**GOAL:**
Copy the listing below line for line, without the picture.
------------------------------------------------
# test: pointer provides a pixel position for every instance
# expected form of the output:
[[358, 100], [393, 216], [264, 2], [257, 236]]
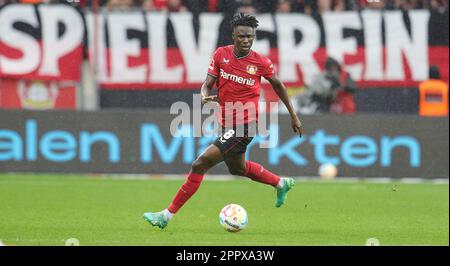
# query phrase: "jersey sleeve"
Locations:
------------------------------------------------
**FINAL ANSWER:**
# test: pointer provides a pixel position for every instance
# expected form of the output:
[[358, 100], [393, 216], [264, 2], [257, 236]]
# query phrase: "jersey sleeve"
Locations:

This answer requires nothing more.